Selected passage -
Project: Predictive modeling based on multi-level graphical representations of multimodal healthcare data

Status

In progress (2022-today)

Type

Doctorate

Team

Hakima Laribi¹ (2022-today)
Martin Vallières¹ (2022-today)

¹ Computer science department, Université de Sherbrooke, Sherbrooke (QC), Canada

Motivations

Graph Neural Networks have recently revealed great potential to learn graph representations and capture topological relationships between nodes. The spatial convolution of GNNs enables each node to acknwoledge its neighborhood by receiving information through edges and generate meaningful vector representations for the task at hand. Several levels of graph can be built to explore different connections types between data and learn exhaustive representations in distinct contexts.

Furthermore, identifying different levels of connections between different entities can result in a lot of manual work. Selecting the most meaningful connections as the graph topology is constructed based on the predictive performance of the GNN would save a lot of manual supervision and allow exploring a large space of possible relationships. Reinforcement learning stands out as a machine learning method to guide the actions to take (i.e. adding a type of connection to the graph) through rewards that differ according to the state of the environment (i.e. predictive performance of the model).

In this work, we aim to build a multi-level graph topology to optimize patients representations then improve it using Reinforcement Learning, we will also train a federated Graph Neural Networks on a distributed topology of the graph. The figure above presents the different steps of our approach.

Hypotheses

A patient-level graph would enable to co-learn modalities representations and could extract meaningful associations among modalities to improve patients representations.

Stored data entries:
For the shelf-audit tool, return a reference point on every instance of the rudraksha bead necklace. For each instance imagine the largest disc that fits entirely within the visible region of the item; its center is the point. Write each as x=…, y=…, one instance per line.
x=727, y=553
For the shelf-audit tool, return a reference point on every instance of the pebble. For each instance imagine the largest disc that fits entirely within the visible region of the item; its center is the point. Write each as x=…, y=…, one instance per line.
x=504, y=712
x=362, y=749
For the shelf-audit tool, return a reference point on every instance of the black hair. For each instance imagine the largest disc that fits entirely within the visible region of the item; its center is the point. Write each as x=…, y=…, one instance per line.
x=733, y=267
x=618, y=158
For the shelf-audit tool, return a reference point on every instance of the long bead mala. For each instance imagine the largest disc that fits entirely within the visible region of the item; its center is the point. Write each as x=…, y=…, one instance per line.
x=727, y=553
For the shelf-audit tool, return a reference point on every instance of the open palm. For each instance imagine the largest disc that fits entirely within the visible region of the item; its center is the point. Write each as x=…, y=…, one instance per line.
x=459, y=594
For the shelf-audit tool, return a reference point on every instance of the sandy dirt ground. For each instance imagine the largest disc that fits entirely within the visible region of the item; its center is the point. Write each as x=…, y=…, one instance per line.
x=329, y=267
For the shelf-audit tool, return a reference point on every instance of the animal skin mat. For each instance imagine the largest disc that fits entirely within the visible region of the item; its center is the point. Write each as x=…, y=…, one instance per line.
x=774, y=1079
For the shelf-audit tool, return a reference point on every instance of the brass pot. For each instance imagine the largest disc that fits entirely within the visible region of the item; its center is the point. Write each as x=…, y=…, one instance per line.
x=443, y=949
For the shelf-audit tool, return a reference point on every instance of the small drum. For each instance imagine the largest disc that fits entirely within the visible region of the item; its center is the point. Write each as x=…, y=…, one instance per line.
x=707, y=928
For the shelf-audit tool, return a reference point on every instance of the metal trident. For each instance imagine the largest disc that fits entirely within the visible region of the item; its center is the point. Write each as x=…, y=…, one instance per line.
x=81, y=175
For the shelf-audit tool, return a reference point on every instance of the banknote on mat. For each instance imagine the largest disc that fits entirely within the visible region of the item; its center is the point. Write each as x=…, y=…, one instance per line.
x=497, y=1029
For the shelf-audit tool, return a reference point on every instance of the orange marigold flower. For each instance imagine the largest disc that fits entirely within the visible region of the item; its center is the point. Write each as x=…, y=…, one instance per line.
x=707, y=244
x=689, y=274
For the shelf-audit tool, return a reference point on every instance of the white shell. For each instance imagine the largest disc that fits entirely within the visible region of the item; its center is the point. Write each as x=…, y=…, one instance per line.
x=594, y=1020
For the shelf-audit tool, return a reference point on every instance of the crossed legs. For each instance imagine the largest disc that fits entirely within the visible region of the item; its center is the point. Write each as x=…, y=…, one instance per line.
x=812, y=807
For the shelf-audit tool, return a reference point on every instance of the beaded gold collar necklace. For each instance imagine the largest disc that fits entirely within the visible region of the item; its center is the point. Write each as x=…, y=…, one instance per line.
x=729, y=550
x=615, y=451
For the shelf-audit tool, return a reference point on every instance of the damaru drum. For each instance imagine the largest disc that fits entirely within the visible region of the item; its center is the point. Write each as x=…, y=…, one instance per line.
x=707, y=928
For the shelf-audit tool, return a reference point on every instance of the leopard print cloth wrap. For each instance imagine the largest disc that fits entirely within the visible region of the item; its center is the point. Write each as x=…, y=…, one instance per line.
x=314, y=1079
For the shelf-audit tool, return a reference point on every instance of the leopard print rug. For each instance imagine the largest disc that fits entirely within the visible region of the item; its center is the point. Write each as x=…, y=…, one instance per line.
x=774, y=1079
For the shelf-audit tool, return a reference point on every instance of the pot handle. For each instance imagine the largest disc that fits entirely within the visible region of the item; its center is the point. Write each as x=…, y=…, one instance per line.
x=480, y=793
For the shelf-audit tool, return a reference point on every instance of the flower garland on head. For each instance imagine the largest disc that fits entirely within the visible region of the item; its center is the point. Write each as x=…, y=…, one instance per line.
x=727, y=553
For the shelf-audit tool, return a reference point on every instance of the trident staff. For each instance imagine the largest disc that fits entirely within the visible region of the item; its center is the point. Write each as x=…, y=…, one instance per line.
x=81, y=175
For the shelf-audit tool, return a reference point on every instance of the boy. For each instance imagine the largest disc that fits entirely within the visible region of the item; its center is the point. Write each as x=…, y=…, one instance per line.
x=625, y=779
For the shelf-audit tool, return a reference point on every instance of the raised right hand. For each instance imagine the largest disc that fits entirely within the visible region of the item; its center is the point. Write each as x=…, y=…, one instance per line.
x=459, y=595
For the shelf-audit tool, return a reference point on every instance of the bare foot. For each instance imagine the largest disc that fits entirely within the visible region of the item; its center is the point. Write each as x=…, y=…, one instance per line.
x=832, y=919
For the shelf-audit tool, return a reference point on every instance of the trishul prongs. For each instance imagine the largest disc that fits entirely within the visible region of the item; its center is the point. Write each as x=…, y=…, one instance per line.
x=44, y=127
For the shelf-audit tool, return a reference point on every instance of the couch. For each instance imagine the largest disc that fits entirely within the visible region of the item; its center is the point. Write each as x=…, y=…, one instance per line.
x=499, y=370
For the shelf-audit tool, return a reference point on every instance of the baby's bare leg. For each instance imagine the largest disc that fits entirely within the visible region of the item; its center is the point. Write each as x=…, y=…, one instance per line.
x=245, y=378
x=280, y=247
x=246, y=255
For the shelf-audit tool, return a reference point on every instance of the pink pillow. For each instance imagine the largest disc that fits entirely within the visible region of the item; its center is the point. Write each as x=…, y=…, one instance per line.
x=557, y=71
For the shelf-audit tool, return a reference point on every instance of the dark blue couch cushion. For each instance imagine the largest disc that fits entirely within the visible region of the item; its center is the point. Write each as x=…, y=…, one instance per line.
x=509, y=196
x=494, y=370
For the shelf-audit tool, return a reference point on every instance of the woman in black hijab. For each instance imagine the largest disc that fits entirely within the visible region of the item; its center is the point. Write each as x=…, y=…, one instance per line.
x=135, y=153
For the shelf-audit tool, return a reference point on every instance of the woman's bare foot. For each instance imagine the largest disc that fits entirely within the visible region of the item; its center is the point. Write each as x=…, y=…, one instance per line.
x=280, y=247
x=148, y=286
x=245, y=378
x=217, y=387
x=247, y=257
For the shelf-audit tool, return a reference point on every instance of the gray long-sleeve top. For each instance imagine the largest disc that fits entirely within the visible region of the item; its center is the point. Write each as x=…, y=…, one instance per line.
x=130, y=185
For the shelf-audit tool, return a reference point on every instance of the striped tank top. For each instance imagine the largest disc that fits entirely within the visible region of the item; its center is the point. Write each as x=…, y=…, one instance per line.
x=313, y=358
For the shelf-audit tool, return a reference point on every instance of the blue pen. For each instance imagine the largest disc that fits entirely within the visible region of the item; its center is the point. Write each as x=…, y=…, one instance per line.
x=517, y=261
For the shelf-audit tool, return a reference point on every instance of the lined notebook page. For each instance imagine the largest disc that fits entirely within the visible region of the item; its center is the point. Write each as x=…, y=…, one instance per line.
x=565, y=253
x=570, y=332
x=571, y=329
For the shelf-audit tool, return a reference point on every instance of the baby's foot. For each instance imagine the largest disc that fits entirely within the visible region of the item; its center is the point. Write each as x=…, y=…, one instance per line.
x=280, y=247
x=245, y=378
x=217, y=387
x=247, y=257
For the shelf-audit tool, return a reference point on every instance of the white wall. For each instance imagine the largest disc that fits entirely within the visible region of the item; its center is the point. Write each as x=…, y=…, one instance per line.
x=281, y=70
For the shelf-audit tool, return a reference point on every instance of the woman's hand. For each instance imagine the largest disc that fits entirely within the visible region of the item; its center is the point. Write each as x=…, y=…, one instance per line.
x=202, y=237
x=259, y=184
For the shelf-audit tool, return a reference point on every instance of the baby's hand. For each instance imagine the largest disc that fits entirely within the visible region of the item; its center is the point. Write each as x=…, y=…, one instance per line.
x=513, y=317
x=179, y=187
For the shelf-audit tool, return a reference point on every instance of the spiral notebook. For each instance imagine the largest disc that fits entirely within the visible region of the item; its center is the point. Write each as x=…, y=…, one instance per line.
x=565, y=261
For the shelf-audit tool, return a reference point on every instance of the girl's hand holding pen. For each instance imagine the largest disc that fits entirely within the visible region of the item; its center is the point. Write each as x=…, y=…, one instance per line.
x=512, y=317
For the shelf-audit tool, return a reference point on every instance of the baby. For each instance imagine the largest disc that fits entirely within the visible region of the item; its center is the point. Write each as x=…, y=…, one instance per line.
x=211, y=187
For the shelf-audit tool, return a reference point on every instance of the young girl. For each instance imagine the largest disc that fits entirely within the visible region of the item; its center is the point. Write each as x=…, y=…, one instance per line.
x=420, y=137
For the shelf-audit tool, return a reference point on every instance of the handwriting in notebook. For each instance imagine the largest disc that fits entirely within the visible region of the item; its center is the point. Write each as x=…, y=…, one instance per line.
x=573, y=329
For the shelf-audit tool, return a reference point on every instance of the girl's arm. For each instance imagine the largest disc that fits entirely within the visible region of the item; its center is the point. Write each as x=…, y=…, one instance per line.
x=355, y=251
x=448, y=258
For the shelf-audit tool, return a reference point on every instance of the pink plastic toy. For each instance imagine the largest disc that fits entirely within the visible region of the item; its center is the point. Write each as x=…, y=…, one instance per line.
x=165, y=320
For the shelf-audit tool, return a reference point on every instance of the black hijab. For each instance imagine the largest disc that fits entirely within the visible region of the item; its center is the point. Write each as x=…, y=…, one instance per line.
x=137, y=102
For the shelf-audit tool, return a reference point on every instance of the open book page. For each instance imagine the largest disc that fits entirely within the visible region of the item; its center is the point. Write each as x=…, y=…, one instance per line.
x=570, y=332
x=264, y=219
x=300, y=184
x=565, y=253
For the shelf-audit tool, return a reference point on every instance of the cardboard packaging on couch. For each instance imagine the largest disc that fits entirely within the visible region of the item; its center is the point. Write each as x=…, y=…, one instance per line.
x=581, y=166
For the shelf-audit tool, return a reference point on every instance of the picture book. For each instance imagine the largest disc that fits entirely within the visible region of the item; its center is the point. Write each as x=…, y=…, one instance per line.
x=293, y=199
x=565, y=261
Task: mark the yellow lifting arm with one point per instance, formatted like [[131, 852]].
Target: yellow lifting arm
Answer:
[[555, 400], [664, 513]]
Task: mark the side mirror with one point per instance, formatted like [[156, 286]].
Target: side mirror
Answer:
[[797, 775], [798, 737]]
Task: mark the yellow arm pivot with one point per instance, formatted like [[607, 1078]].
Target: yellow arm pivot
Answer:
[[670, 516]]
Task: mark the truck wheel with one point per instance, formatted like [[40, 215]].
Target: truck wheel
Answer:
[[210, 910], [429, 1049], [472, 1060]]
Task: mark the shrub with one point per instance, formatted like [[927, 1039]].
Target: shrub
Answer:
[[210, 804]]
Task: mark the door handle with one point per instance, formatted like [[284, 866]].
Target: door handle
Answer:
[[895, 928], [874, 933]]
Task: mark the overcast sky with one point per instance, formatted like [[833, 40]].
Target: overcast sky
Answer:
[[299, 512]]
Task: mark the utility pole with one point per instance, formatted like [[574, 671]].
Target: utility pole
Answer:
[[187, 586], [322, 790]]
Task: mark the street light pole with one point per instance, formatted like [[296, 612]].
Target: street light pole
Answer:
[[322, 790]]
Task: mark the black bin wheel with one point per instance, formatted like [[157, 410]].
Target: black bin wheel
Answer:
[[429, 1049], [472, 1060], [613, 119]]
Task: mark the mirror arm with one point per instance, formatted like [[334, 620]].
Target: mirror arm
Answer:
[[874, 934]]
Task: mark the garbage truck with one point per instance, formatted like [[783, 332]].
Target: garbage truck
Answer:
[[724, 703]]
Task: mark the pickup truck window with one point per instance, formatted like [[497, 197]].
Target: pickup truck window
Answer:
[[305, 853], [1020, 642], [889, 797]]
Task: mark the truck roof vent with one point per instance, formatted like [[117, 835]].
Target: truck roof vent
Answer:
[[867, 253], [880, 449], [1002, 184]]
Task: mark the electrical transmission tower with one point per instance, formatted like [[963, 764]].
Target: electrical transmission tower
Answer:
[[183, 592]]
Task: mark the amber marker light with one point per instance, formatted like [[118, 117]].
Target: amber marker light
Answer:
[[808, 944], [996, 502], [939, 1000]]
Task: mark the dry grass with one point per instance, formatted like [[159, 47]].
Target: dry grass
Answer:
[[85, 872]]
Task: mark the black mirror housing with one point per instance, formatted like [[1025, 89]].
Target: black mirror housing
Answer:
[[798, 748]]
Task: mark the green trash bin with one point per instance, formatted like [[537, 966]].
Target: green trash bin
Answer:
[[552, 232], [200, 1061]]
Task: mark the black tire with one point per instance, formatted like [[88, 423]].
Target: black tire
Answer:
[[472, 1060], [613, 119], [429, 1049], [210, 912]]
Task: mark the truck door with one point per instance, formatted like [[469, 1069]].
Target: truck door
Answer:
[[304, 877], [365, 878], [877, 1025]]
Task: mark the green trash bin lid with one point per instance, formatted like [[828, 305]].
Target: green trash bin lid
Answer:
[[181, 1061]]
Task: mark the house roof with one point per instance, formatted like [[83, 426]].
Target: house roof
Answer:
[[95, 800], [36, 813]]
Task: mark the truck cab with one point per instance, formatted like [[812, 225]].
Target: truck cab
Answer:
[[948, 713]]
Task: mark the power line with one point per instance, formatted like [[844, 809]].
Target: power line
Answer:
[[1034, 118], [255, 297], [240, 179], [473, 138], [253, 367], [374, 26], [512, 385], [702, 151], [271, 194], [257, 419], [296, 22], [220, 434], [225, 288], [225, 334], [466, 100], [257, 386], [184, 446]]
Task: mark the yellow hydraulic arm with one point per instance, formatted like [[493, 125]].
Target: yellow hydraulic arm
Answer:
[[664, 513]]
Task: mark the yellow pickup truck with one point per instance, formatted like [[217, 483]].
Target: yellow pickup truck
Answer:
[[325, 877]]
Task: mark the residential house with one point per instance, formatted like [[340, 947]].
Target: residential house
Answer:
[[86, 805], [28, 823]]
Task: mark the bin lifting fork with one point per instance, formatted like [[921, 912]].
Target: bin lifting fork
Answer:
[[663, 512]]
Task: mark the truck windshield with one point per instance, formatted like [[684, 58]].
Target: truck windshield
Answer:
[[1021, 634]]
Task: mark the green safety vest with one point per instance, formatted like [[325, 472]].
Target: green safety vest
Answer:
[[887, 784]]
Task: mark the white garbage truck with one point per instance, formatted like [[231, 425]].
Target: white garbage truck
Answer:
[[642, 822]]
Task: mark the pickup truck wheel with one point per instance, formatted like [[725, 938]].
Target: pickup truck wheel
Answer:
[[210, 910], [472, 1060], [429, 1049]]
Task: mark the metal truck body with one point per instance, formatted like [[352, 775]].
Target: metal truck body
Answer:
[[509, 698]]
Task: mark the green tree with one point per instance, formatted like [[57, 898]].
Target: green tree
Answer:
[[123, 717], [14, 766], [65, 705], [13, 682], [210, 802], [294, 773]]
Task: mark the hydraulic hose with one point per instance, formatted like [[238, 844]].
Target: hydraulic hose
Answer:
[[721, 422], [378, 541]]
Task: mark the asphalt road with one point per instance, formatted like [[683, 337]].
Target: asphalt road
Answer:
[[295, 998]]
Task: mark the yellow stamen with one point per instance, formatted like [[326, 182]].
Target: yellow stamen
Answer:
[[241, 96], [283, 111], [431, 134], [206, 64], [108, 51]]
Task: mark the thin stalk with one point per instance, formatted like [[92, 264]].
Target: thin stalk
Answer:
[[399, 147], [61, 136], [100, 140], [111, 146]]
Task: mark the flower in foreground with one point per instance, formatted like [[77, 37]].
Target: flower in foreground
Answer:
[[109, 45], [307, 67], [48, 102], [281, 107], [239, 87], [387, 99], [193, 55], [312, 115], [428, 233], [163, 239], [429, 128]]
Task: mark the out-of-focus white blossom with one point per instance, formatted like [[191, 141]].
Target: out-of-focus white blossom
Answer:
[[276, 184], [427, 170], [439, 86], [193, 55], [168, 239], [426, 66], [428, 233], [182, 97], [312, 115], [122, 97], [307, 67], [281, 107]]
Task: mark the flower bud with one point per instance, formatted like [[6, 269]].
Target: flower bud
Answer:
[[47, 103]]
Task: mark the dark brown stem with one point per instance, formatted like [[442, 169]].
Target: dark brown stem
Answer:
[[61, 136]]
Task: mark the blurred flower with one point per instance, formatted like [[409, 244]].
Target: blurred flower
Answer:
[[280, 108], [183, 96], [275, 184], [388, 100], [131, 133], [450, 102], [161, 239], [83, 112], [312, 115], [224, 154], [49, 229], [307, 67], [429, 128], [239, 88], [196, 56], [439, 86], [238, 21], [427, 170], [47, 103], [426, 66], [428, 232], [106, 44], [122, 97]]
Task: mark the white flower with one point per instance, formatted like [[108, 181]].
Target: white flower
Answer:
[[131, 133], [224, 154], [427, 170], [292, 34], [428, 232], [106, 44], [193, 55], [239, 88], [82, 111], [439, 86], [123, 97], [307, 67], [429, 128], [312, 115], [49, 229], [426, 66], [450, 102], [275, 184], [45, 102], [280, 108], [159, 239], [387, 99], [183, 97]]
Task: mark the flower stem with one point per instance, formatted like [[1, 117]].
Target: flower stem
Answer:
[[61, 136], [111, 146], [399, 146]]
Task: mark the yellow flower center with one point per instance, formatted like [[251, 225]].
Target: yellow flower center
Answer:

Work instructions -
1) In the project description on graph modeling of healthcare data, which machine learning method is proposed to guide which type of connection gets added to the graph?
2) Take the project description on graph modeling of healthcare data further, continuing from its last sentence.
The lines are separate material, unrelated to the project description.

Numbered answers -
1) Reinforcement learning.

2)
An institution-level graph would enable information sharing between patients in solving a prediction task and could improve accuracy and interpretability of the solution.
A reinforcement learning algorithm would explore a large space of graph structures and could discover hidden dependencies among patients and/or modalities, thereby improving accuracy and interpretability of the solution.

Objectives

Optimize patients representations in a multi-level graph topology for downstream prediction tasks.
Learn a multi-level graph topology with heterogeneous links across modalities and patients using Reinforcement Learning.
Train Graph Neural Networks on a distributed topology of the multi-level graph defined above using Federated Learning.

Methodology

To evaluate the performance of our solution, we will use the HAIM multimodal dataset [Soenksen et al., 2022] containing data from four different modalities (time series, notes, tabular, images) to predict chest pathology diagnosis (Fracture, Lung Lesion, Enlarged cardio mediastinum, Consolidation, Pneumonia, Lung, Atelectasis, Pneumothorax, Edema and Cardiomegaly), length Of Stay and 48 hours mortality.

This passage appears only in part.